- **Required work**:
Below is a listing; copy all of it exactly.

- **Provided records**:

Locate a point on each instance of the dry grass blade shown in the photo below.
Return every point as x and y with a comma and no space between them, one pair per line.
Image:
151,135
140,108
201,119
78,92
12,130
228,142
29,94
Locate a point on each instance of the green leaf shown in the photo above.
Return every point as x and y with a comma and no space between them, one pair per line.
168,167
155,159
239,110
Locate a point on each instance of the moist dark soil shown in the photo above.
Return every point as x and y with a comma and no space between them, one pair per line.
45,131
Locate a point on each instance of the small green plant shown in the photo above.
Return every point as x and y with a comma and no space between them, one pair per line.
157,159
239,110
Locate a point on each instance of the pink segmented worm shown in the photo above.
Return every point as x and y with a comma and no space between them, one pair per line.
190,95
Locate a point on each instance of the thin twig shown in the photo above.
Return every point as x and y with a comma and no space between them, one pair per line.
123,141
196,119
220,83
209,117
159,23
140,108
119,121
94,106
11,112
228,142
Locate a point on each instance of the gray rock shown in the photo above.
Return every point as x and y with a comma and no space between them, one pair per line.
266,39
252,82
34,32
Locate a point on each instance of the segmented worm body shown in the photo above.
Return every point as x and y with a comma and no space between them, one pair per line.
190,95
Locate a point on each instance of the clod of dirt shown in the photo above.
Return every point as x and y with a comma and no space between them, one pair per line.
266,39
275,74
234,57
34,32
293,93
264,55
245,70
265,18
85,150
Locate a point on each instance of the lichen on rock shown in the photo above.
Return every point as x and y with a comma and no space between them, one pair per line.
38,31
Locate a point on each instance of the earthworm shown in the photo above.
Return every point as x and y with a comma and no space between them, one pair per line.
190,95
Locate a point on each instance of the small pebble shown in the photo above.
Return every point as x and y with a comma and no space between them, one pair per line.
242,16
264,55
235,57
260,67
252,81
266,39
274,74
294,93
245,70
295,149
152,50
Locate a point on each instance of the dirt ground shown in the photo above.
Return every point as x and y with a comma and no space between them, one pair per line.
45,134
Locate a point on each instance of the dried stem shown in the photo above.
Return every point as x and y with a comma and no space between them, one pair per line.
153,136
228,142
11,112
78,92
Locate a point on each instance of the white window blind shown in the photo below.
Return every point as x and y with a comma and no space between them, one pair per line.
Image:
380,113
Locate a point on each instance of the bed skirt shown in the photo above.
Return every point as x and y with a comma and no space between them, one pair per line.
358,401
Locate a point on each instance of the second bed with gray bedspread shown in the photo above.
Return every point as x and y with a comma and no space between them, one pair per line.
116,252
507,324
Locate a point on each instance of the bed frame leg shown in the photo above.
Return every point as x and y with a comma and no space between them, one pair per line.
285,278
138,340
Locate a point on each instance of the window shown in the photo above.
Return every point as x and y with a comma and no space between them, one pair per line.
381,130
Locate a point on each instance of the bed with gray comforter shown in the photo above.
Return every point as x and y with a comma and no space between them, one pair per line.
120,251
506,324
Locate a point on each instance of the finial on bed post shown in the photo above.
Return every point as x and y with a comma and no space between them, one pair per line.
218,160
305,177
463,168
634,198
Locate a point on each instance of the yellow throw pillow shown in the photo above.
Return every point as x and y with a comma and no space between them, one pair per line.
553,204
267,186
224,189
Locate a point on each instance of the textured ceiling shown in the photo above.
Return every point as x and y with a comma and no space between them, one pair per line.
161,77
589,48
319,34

- **Correct answer**:
Locate a point on each instance of the dry grass blade shown in the photo below.
Return every point as x and y with a comma and no space between them, one pair per line.
Image:
151,135
140,108
201,119
78,92
12,130
228,142
29,94
Locate a point on each instance of the green leaf shown in the photo above.
Return every point as x and y with a comma and no space between them, one pair per line.
168,167
155,159
239,110
Locate a point on each instance of the moist dark soil shown in the photo above.
Return every point as x and y with a comma and no space between them, one pair per line.
45,131
Locate a point on each instance of the small green plant shown in the photo above.
Return every point as x and y with a comma and no space between them, one pair per line.
157,159
239,110
Locate a point on each instance of the pink segmented worm shown in the photo above.
Return every point as x and y with a comma and no space between them, one pair per line.
190,95
Locate a point on each instance of the thin twig shown in the photo above.
Return every point as x and y with a comma and no space between them, one pair per line.
123,141
196,119
220,83
209,117
159,23
140,108
119,121
94,106
11,112
228,142
Locate a point on each instance of the gray rock shown in the photo above.
Return every point as x and y with a comma and no space between them, one pair per line.
266,39
252,82
34,32
Locate a point on each instance of the segmented worm body shown in the photo above.
Return every point as x and y with a comma and no space between them, one pair per line.
190,95
Locate a point on each instance of the clod of dirt shown in the photo above.
Return every point as x and y with a comma and no space between them, one pair per line.
266,39
275,74
234,57
34,32
293,93
264,55
245,70
265,18
85,150
Locate a point on each instance of the lichen on rock shown in the photo above.
Return every point as x and y with a comma and no space between them, one pair per line.
38,31
Locate a point on each instance of the earthworm shown in the photo above.
Return every point as x and y with a comma and no space between them, one pair per line.
190,95
Locate a point on each instance of the small pebble shown in the photo above.
Return every point as x and y with a comma and no space between them, one pair per line.
242,16
264,55
235,57
260,67
252,81
266,39
274,74
294,93
245,70
295,149
152,50
Locate a point on each instance of the dirt ground shown in the photo above.
Return every point as x and y with a comma and no space between them, one pair per line.
45,134
Locate a point on each instance of the dried stem shown in the photo above.
Return every point as x and y with a comma and no space between them, one pair per line.
153,136
228,142
11,112
78,92
Locate a point on each instance of the white window blind shown in the photo below.
Return every point as x and y with a comma and no space between them, one pair per line.
Image:
380,113
Locate a point on each instance of the bed skirt shown in the photo above.
Return every point as x and y with a comma and no space between them, one pair per line.
358,401
Locate a point on each instance of the second bed with gray bedspread shown in the photo above.
Return every point as x and y with a comma and no space between them, one pair per line.
116,252
507,324
Locate a point on each instance of the bed frame leg shown in the photo above.
Return every point as x and y with a comma and no space between them, one pair per line.
285,278
138,340
Locate a point on each instance of the window shown in the photo above.
Return every point as x and y with a comma and no space between them, one pair per line.
381,130
Locate a point on each instance of the bed with gray comforter shown in the photo above.
Return every point as x and y with a comma and no space between them, one pair per line.
120,251
506,324
Locate a point on each instance of the finial on bed post shown in the photo above.
Return every point as x and y with a comma and no space between them, one pair per line.
218,160
305,177
463,168
634,198
Locate a point on each instance of the yellow throw pillow shown in the photo above.
Return every point as x and y with a comma and no space between them, one pair per line.
553,204
267,186
224,189
Locate a point on each instance of the textured ceiling shown in the photo above.
Return every point as x and y with a comma and no space between them, one pair per line.
161,77
589,48
319,34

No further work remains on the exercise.